### Reading text

----------

2005-01-15 17:23 UTC January 2005 Travelog
Monday. My trip began with a flight to Düsseldorf, Germany. At Oslo airport I replied to some WHATWG feedback and then ran into Timo (from Opera's marketing arm), who was coincidentally was also going to Düsseldorf. Once there, we had dinner at an italian restaurant that apparently opened only a few weeks ago, called Vapiano (at Martin Luth Platz, 28). An unorthodox place: you get an RF-enabled card when you arrive, and you order food by visiting the pasta, pizza, and bar counters where they cook the food for you while you stand there watching them. Quite fun, very good food.
When I ordered my drink, I ordered in German (that is to say, I
just said orangensaft!
). When the bartender then
tried to tell me he was temporarily out of orange, we had a to go back
to the "negotiate a communication protocol" stage, because, unlike in
Oslo, not everyone here speaks English. Thankfully, it turned out he
was fluent in French, like me, so the problem was neatly solved. A
nice guy.

----------

[Dataset entries]
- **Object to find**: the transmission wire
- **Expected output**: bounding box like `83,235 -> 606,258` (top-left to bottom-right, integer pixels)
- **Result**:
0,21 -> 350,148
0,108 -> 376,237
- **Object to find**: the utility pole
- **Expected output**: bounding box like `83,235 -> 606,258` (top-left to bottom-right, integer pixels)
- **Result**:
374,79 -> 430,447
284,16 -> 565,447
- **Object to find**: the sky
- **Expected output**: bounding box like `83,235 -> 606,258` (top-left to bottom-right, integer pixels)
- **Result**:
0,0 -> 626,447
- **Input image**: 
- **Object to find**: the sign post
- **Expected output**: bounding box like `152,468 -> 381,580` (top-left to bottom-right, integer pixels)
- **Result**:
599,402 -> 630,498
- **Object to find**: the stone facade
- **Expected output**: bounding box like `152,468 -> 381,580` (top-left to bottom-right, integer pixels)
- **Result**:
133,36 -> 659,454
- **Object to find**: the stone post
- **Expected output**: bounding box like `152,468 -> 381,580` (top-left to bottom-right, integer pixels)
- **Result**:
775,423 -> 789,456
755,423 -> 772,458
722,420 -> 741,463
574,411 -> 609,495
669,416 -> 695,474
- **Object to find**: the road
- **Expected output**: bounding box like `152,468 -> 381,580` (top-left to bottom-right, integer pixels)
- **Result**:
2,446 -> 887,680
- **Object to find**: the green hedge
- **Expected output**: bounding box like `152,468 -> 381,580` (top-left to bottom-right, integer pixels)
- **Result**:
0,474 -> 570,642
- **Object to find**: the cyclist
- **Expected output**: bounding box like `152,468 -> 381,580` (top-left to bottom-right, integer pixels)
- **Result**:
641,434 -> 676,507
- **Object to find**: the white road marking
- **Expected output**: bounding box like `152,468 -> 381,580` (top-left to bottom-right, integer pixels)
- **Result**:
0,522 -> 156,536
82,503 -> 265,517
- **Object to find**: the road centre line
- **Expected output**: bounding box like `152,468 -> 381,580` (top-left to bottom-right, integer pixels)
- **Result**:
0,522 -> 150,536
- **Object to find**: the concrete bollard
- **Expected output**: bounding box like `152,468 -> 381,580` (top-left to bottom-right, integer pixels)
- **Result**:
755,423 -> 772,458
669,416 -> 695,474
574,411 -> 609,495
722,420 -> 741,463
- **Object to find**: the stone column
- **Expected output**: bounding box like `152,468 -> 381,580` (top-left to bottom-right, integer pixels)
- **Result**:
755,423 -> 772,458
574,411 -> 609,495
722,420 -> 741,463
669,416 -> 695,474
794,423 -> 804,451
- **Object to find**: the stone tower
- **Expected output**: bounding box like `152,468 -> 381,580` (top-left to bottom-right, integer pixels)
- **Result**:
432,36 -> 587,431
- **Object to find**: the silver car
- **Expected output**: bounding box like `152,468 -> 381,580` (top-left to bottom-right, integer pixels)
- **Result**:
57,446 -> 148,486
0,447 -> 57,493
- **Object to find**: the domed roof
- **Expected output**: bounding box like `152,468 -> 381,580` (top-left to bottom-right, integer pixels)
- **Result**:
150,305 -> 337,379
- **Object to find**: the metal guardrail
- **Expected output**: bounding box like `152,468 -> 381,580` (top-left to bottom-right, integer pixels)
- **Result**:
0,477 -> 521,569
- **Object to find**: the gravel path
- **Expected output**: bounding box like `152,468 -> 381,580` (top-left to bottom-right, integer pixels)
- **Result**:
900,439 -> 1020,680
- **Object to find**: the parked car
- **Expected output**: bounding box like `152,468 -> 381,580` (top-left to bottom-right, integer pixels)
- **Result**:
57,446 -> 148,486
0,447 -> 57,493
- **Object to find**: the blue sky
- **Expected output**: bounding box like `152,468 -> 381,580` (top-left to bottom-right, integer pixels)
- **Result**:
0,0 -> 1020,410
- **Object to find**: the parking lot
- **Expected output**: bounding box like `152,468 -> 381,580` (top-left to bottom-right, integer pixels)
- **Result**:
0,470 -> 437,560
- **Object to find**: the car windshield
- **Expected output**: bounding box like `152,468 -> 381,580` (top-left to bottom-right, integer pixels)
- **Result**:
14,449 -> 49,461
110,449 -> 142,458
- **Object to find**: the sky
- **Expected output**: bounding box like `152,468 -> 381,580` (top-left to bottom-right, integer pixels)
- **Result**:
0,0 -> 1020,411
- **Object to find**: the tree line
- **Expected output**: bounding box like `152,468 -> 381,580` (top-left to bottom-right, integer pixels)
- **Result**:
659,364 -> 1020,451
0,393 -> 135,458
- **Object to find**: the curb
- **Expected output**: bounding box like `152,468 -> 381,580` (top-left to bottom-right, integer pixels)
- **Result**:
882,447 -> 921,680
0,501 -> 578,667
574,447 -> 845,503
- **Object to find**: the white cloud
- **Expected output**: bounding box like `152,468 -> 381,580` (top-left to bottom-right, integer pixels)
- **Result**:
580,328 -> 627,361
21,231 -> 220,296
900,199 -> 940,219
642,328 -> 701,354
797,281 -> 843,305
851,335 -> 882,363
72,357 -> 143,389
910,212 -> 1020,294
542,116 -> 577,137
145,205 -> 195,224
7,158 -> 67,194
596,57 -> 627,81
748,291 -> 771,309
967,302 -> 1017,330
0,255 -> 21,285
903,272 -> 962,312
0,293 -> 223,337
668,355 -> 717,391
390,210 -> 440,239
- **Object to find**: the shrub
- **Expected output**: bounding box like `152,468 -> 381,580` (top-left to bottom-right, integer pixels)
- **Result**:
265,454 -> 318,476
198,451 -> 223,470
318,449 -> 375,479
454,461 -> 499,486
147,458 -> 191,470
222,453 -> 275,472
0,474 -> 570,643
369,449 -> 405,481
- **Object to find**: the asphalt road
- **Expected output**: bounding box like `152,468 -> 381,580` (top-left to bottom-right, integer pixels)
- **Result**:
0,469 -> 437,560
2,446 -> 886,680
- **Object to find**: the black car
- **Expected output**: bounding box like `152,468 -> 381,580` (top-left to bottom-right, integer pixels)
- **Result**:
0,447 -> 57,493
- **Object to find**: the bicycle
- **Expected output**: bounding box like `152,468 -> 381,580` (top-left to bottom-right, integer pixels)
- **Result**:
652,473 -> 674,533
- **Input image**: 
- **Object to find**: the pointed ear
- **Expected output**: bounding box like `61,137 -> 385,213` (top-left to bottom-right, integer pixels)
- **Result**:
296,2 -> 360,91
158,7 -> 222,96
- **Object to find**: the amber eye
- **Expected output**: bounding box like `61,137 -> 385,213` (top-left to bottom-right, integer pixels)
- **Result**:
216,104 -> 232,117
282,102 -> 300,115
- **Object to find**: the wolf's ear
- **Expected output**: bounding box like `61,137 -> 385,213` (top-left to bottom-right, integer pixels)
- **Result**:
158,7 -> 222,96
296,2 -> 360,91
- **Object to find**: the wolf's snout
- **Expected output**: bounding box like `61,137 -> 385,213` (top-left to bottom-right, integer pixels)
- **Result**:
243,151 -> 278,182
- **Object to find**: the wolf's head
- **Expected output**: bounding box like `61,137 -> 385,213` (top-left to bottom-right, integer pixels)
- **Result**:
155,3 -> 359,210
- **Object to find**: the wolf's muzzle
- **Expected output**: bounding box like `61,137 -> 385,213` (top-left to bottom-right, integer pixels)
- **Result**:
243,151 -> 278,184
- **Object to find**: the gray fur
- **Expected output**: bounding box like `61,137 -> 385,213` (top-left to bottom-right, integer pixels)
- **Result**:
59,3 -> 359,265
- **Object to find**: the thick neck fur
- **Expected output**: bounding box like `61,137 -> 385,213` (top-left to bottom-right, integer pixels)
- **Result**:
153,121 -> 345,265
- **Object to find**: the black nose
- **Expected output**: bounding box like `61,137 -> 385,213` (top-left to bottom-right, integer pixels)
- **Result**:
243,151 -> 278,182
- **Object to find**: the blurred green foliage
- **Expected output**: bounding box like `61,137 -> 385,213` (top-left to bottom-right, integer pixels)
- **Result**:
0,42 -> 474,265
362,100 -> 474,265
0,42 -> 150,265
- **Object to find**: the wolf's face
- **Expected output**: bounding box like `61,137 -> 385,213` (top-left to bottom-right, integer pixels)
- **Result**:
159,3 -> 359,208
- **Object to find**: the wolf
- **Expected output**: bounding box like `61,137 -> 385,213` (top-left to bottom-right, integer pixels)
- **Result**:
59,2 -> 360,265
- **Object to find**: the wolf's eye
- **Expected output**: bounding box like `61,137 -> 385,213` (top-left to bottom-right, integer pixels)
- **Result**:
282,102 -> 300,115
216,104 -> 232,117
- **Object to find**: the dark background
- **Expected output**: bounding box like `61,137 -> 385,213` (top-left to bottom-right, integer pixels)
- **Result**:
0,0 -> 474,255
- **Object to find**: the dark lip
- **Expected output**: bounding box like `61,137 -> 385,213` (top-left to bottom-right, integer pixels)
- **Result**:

----------

### Exercise instructions
**A)** Lay out the stretch of the records from the line containing "- **Object to find**: the black nose" through the line containing "59,2 -> 360,265" as a Markdown table with the columns Row and Line, numbering each line and leaving out blank lines.
**B)** Continue the January 2005 travel diary past its final sentence.
The travel diary and the records have no connection to each other.

### Task-by-task results
**A)**
| Row | Line |
|---|---|
| 1 | - **Object to find**: the black nose |
| 2 | - **Expected output**: bounding box like `61,137 -> 385,213` (top-left to bottom-right, integer pixels) |
| 3 | - **Result**: |
| 4 | 243,151 -> 278,182 |
| 5 | - **Object to find**: the blurred green foliage |
| 6 | - **Expected output**: bounding box like `61,137 -> 385,213` (top-left to bottom-right, integer pixels) |
| 7 | - **Result**: |
| 8 | 0,42 -> 474,265 |
| 9 | 362,100 -> 474,265 |
| 10 | 0,42 -> 150,265 |
| 11 | - **Object to find**: the wolf's face |
| 12 | - **Expected output**: bounding box like `61,137 -> 385,213` (top-left to bottom-right, integer pixels) |
| 13 | - **Result**: |
| 14 | 159,3 -> 359,208 |
| 15 | - **Object to find**: the wolf |
| 16 | - **Expected output**: bounding box like `61,137 -> 385,213` (top-left to bottom-right, integer pixels) |
| 17 | - **Result**: |
| 18 | 59,2 -> 360,265 |

**B)**
It seems Germany is much like France and America: the assumption is that everyone speaks the native language, and if they don't, that's their problem. I much prefer the Norwegian attitude, which is that the default language is the native language, but if someone doesn't speak that, then a common alternative (typically English) is used instead. However, it does make learning the language a lot harder, since you don't use it nearly as much.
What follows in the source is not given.